Quoted text =
****************************************

Blood in the street
Columbus police once again prove unwilling or unable to investigate crimes committed by their colleagues.
If there is one thing to learn from The Rooster, it’s that the best way to escape serious consequences for killing a stranger is to do the deed with your personal motor vehicle.
The second biggest lesson is the cops lie. Repeatedly. And oftentimes, otherwise well-intentioned reporters will go along with their fables due to the respect our society inherently pays towards the so-called Thin Blue Line. That deference is mispplaced at best.
These two ultimate truths collided in the case of 22-year Columbus Division of Police veteran Demetris Ortega, who, after previously being suspended for drunken driving, got blacked out in April 2022 at some shitheel suburban bar before killing 30-year-old Naimo Abdirahman as she walked across Morse Road in a well-lit crosswalk.
A Franklin County judge sentenced Ortega to 18 months in prison, a sentence which he’s currently serving near Toledo.
Eighteen months in the clink is a lot longer than most people would think. And it’s doubtful that Ortega is having a lot of fun, especially given the previous drunken life he had before.
But Ortega, who was initially suspended for refusing to cooperate with the investigation into the death of a young woman, can thank his former colleagues that his stay in prison won’t be much longer.

****************************************

Data provided =
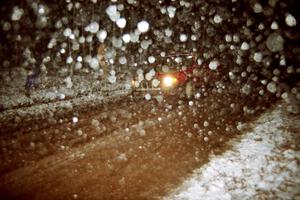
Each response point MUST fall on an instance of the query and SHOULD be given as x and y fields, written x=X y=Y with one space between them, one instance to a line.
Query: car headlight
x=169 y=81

****************************************

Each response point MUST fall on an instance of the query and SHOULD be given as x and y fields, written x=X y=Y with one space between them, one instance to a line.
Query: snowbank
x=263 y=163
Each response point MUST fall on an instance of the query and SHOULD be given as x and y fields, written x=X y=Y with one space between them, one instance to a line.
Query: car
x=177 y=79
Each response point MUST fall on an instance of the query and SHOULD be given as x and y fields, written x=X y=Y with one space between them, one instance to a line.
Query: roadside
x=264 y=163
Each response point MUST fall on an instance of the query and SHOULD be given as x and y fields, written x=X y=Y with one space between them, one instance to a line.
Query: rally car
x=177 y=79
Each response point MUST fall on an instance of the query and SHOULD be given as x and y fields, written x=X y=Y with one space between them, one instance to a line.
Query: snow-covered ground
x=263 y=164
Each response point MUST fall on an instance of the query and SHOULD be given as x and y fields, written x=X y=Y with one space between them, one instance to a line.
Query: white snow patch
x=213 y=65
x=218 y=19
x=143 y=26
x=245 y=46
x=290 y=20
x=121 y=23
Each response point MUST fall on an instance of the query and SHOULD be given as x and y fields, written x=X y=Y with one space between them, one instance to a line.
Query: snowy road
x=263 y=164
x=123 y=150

****************************************

Exercises to complete =
1 > Name every place that the article on the Ortega case mentions.
2 > Retype the article on the Ortega case from "Blood in the" to "personal motor vehicle.".
3 > Continue the article on the Ortega case from where it stops.

Results of the exercise =
1 > Columbus, Morse Road, Franklin County, Toledo

2 >
Blood in the street
Columbus police once again prove unwilling or unable to investigate crimes committed by their colleagues.
If there is one thing to learn from The Rooster, it’s that the best way to escape serious consequences for killing a stranger is to do the deed with your personal motor vehicle.

3 >
From Peter Gill of dispatch.com:
But the police investigators' case file, obtained by The Dispatch through a public records request, shows gaps that Brian Higgins, an independent expert and former Bergen County, New Jersey, police chief, called "really unusual and pretty suspicious." Higgins reviewed records The Dispatch obtained.
For example, investigators asked for security video footage at four businesses along Morse Road — including one nearly 500 feet away from the crash site — and came up empty. Yet there is no record that investigators ever asked the business closest to the crash site, La Mega Michoacana grocery store, which has cameras aimed at its parking lot and beyond to Morse Road.
[…]
Higgins said that the case file left other important questions unanswered, such as why there was extensive damage to Ortega's tire on the opposite side from the impact with Abdirahman, which he said could be a sign the vehicle hit the curb and left the roadway.
The case file also shows police realized within days that a narrative they initially publicized — that a woman was driving Ortega's car — was false, yet they never publicly corrected their news release before Ortega was indicted a year later.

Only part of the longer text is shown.